═════ Passage shown ═════

Critical Thinking Questions
1. Prompt design
What are three characteristics of an effective prompt? Give an example of a weak prompt and explain how you would improve it.
2. AI limitations
What are two limitations of AI systems that prompt engineering cannot fully overcome? Why is it important for users to understand these limitations?
3. Ethics and data sovereignty
What ethical questions should we ask before sharing personal or community information with an AI system? How do Māori concepts of data sovereignty (mana motuhake o ngā raraunga) apply here?
Hononga Marautanga · Curriculum Alignment
Level 4–5: Understand how digital systems and AI tools work; evaluate the social, cultural, and ethical implications of technology; design and apply computational thinking skills to real problems.
Level 3–4: Analyse how technology shapes relationships, power, and identity within communities; evaluate the impacts of digital innovation on society, including effects on Indigenous data sovereignty and cultural representation.
Tuhia ōu whakaaro · Write Your Thoughts
Reflect on your learning. What was the most important idea? What question do you still have?
Aronga Mātauranga Māori
In te ao Māori, data and knowledge are not neutral — they carry whakapapa and obligations. Māori Data Sovereignty (Mana Motuhake i ngā Raraunga) holds that Māori have the right to govern, own, and interpret data about themselves and their communities. When digital systems are designed without this understanding, they risk perpetuating colonial patterns of extraction. The concept of kaitiakitanga extends naturally to the digital realm — guardianship of what is collected, stored, and shared about us is as important as guardianship of land, water, and living knowledge systems.
Ngā Rauemi Tautoko · Resources already provided
- AI Ethics framework card — key principles and discussion prompts
- Digital Citizenship checklist — for safe and responsible online practice
- Māori Data Sovereignty explainer — context for indigenous data rights
📋 Teacher Planning Snapshot
Ngā Whāinga Ako — Learning Intentions
Students will develop critical digital literacy by examining the ethical dimensions of AI systems, exploring how kaupeka matihiko (digital technologies) reflect and shape our values, and connecting concepts of tino rangatiratanga (self-determination) to digital sovereignty and data rights in Aotearoa.
Ngā Paearu Angitū — Success Criteria
- ✅ I can identify ethical issues within AI systems and explain their real-world impact.

═════

> **Brief A**:
Using the AI ethics lesson page, answer these questions:
(i) What does Māori Data Sovereignty hold that Māori have the right to do?
(ii) Which provided resource is meant for safe and responsible online practice?
(iii) What English meaning is given for "kaupeka matihiko" in the learning intentions?
> **Brief B**: From the AI ethics lesson page, extract the text between "2. AI limitations" and "raraunga) apply here?", inclusive.
> **Brief C**: What comes next in the AI ethics lesson page? Continue it from its last line.
The rows after this are separate material, apart from the AI ethics lesson page.

═════ Dataset extract ═════

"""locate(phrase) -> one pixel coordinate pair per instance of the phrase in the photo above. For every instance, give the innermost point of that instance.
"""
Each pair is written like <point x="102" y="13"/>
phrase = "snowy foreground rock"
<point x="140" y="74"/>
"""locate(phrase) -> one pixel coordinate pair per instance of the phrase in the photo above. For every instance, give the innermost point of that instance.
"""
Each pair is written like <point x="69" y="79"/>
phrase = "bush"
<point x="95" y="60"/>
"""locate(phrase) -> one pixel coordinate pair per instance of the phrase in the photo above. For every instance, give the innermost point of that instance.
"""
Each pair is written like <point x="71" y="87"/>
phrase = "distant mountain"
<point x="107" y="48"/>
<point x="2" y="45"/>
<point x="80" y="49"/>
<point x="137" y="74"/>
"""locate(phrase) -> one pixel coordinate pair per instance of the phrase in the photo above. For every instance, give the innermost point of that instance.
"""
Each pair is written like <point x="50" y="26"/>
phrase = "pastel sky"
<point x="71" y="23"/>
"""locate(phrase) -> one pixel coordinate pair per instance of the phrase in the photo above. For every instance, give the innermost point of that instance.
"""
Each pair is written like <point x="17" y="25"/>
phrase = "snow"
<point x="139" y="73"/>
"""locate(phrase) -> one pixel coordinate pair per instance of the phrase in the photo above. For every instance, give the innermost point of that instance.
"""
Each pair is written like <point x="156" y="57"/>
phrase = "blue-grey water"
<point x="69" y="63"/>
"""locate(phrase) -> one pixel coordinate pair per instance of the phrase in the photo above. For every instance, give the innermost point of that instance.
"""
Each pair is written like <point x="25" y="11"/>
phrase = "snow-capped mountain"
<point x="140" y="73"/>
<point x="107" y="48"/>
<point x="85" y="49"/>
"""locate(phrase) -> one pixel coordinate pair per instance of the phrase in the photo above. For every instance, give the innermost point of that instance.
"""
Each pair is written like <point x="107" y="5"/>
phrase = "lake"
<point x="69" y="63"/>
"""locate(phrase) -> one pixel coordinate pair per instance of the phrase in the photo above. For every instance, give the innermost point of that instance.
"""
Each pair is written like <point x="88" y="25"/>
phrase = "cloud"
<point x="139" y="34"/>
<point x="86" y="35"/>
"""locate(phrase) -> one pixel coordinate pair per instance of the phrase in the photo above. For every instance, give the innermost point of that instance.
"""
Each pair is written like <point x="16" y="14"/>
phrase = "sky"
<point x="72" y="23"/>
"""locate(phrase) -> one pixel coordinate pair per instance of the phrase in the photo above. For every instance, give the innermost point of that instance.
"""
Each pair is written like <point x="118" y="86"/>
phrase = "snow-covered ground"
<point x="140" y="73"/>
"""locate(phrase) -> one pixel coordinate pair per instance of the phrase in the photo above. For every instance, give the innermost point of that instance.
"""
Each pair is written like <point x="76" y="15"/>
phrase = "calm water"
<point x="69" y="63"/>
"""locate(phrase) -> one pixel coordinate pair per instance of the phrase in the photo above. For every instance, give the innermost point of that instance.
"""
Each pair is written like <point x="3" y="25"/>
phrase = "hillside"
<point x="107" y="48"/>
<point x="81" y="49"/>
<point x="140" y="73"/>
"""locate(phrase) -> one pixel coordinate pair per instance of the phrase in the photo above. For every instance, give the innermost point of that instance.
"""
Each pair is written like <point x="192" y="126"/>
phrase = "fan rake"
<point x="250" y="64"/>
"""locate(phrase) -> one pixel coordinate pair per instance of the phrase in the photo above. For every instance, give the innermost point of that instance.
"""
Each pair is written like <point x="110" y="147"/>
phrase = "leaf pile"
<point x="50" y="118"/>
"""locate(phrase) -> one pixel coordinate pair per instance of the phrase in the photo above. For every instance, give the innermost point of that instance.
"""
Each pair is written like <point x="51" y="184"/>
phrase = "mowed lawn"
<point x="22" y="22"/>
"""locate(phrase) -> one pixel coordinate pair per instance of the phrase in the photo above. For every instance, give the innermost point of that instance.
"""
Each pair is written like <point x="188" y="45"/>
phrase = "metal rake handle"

═════

> **Expected output A**:
(i) To govern, own, and interpret data about themselves and their communities.
(ii) The Digital Citizenship checklist.
(iii) Digital technologies.

> **Expected output B**:
2. AI limitations
What are two limitations of AI systems that prompt engineering cannot fully overcome? Why is it important for users to understand these limitations?
3. Ethics and data sovereignty
What ethical questions should we ask before sharing personal or community information with an AI system? How do Māori concepts of data sovereignty (mana motuhake o ngā raraunga) apply here?

> **Expected output C**:
- ✅ I can apply a te ao Māori lens to evaluate digital technologies and their effects on communities.
- ✅ I can articulate what digital sovereignty means and why it matters for tangata whenua.
Differentiation & Inclusion
Scaffold support: Provide worked examples of AI bias scenarios with entry-level sentence starters. Offer extension tasks requiring students to research and present a case study of algorithmic injustice affecting indigenous communities.
ELL / ESOL: Pre-teach key digital technology vocabulary (algorithm, bias, data, sovereignty). Allow students to discuss concepts in home language before writing in English.
Inclusion: Use accessible formats with clear headings and visual supports. Neurodiverse learners benefit from structured ethical frameworks (e.g. decision trees) to navigate complex AI ethics scenarios.
Mātauranga Māori lens: Connect AI ethics to tikanga Māori values — particularly kaitiakitanga of data (who owns and controls information about Māori communities) and the principle of manaakitanga in how technologies should serve people equitably. Discuss the risks of algorithmic bias replicating colonial harm.
Prior knowledge: Best used after introductory digital technology concepts. No specialist prior knowledge required for entry-level engagement.
Curriculum alignment
- Digital Technologies — Progress Outcome: Students understand how digital systems store, represent, and transmit data and consider the ethical implications of digital technologies on society.
- Digital Technologies — Progress Outcome: Students can identify and describe the key components of digital systems and how they interact.